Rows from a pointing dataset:
>> start

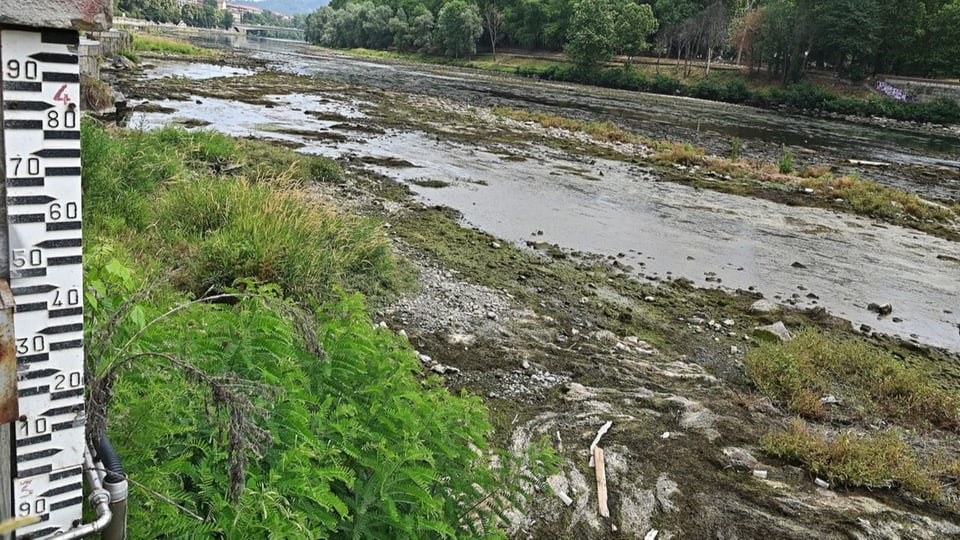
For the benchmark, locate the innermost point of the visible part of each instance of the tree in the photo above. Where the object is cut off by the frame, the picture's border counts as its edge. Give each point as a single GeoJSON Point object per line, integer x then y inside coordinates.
{"type": "Point", "coordinates": [849, 30]}
{"type": "Point", "coordinates": [422, 25]}
{"type": "Point", "coordinates": [459, 26]}
{"type": "Point", "coordinates": [635, 23]}
{"type": "Point", "coordinates": [590, 40]}
{"type": "Point", "coordinates": [493, 19]}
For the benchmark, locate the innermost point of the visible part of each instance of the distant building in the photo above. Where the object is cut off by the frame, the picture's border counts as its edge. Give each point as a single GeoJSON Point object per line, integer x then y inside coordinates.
{"type": "Point", "coordinates": [240, 10]}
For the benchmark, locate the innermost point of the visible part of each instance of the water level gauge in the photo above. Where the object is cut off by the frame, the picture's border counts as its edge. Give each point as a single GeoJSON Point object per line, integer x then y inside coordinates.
{"type": "Point", "coordinates": [41, 128]}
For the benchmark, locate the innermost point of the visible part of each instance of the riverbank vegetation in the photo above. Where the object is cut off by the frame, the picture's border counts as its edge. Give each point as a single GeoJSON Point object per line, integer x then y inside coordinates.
{"type": "Point", "coordinates": [838, 381]}
{"type": "Point", "coordinates": [854, 41]}
{"type": "Point", "coordinates": [164, 44]}
{"type": "Point", "coordinates": [235, 366]}
{"type": "Point", "coordinates": [744, 176]}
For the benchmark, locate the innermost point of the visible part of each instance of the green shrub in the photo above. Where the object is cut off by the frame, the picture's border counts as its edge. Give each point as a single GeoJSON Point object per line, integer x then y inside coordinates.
{"type": "Point", "coordinates": [130, 55]}
{"type": "Point", "coordinates": [255, 419]}
{"type": "Point", "coordinates": [664, 84]}
{"type": "Point", "coordinates": [813, 365]}
{"type": "Point", "coordinates": [736, 91]}
{"type": "Point", "coordinates": [708, 88]}
{"type": "Point", "coordinates": [236, 229]}
{"type": "Point", "coordinates": [735, 149]}
{"type": "Point", "coordinates": [878, 460]}
{"type": "Point", "coordinates": [148, 43]}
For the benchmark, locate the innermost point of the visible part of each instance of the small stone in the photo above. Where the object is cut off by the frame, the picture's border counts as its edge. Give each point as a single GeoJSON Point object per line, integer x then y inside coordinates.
{"type": "Point", "coordinates": [604, 335]}
{"type": "Point", "coordinates": [776, 331]}
{"type": "Point", "coordinates": [764, 306]}
{"type": "Point", "coordinates": [739, 458]}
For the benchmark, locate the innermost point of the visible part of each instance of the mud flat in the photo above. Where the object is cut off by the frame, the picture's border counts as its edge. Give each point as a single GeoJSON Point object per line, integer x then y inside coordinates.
{"type": "Point", "coordinates": [550, 284]}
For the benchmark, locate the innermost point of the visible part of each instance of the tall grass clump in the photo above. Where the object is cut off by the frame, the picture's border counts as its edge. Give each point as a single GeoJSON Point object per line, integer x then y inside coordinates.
{"type": "Point", "coordinates": [266, 409]}
{"type": "Point", "coordinates": [785, 163]}
{"type": "Point", "coordinates": [164, 187]}
{"type": "Point", "coordinates": [256, 418]}
{"type": "Point", "coordinates": [160, 44]}
{"type": "Point", "coordinates": [870, 198]}
{"type": "Point", "coordinates": [679, 153]}
{"type": "Point", "coordinates": [869, 381]}
{"type": "Point", "coordinates": [881, 459]}
{"type": "Point", "coordinates": [236, 229]}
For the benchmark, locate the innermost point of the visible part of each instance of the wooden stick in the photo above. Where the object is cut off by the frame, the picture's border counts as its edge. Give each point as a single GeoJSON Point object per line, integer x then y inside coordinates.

>> end

What is required: Write out the listing above again, exactly, but with no pictures in the copy.

The output:
For the benchmark, locate the innermost point of the visible part of each instance of the tree in the photo above. Where the object is cut off by the frame, the picture's border counts as its edge. Give each point as a single GeoJSON Point object per line, integer x then y inside coordinates.
{"type": "Point", "coordinates": [849, 30]}
{"type": "Point", "coordinates": [422, 25]}
{"type": "Point", "coordinates": [459, 26]}
{"type": "Point", "coordinates": [635, 23]}
{"type": "Point", "coordinates": [590, 40]}
{"type": "Point", "coordinates": [493, 19]}
For the benchmark, locate the innermost point of the visible part of each instance of the distant building in the photo above. Where the object is cut off by the frame, the picture's border counts as its edge. Give each point as a single GeoJSON Point object per line, integer x then y inside coordinates.
{"type": "Point", "coordinates": [240, 10]}
For the benchmark, locate the innermost point of the visible part of each instance of the water level gauge in the photo above. Where the object is cut off by the frame, the picture's border counts as its edge. Give each point as a single GeoJSON Point object per line, integer x then y inside coordinates.
{"type": "Point", "coordinates": [41, 128]}
For the benchmark, locate the innermost point of the visible part of each instance of the riverbank vegetation in the photo above. Where the object is cut off by the frame, the picture's border counts as its edge. Give each point as a single GeoJSON Point object per line, integer x then y inside coordinates.
{"type": "Point", "coordinates": [838, 381]}
{"type": "Point", "coordinates": [854, 41]}
{"type": "Point", "coordinates": [164, 44]}
{"type": "Point", "coordinates": [235, 366]}
{"type": "Point", "coordinates": [744, 176]}
For the benchmark, locate the innermost point of the visible part of each instance of the green shrub in the photo above. Where the object is cut off by the frame, the picture's border counts as its edge. Give each point as a single GeoJSON Point object per line, integer x then y inside coordinates.
{"type": "Point", "coordinates": [130, 55]}
{"type": "Point", "coordinates": [255, 419]}
{"type": "Point", "coordinates": [664, 84]}
{"type": "Point", "coordinates": [813, 365]}
{"type": "Point", "coordinates": [736, 91]}
{"type": "Point", "coordinates": [708, 88]}
{"type": "Point", "coordinates": [236, 229]}
{"type": "Point", "coordinates": [735, 149]}
{"type": "Point", "coordinates": [878, 460]}
{"type": "Point", "coordinates": [148, 43]}
For the benchmark, locate the innermost point of the visible part of each instance of the small stone in the photo above. Where the object is cut off by the frame, the picture's border counts as its edge. Give each point as a single GeoJSON Point object per line, integer x then y inside coordinates.
{"type": "Point", "coordinates": [604, 335]}
{"type": "Point", "coordinates": [776, 331]}
{"type": "Point", "coordinates": [764, 306]}
{"type": "Point", "coordinates": [739, 458]}
For the benchmark, locate the innermost point of the visible part of each instance of the mud flat in the photo above. Where the object is cut off by the frame, the picture's border counts as its edge. Give each point as a single GeoJSON Point object per line, integer x then y inside coordinates.
{"type": "Point", "coordinates": [550, 284]}
For the benchmark, locate the innermost point of the visible part of each instance of the tall grass clump in the photo above. Where the object is cut off by the frame, the picture's border counts as its edge. Give each point as a single GeoJSON Point object per line, integer x then y inside coordinates.
{"type": "Point", "coordinates": [266, 409]}
{"type": "Point", "coordinates": [785, 163]}
{"type": "Point", "coordinates": [164, 187]}
{"type": "Point", "coordinates": [256, 418]}
{"type": "Point", "coordinates": [160, 44]}
{"type": "Point", "coordinates": [870, 198]}
{"type": "Point", "coordinates": [679, 153]}
{"type": "Point", "coordinates": [869, 381]}
{"type": "Point", "coordinates": [881, 459]}
{"type": "Point", "coordinates": [236, 229]}
For the benchmark, locate the innermost point of the visible part of each instance of the wooden stick in the photo above. Where the object is cut off by the frame, the picture's border counts as its edge. Give each point as a single GeoJSON Point object per line, integer x then y inside coordinates.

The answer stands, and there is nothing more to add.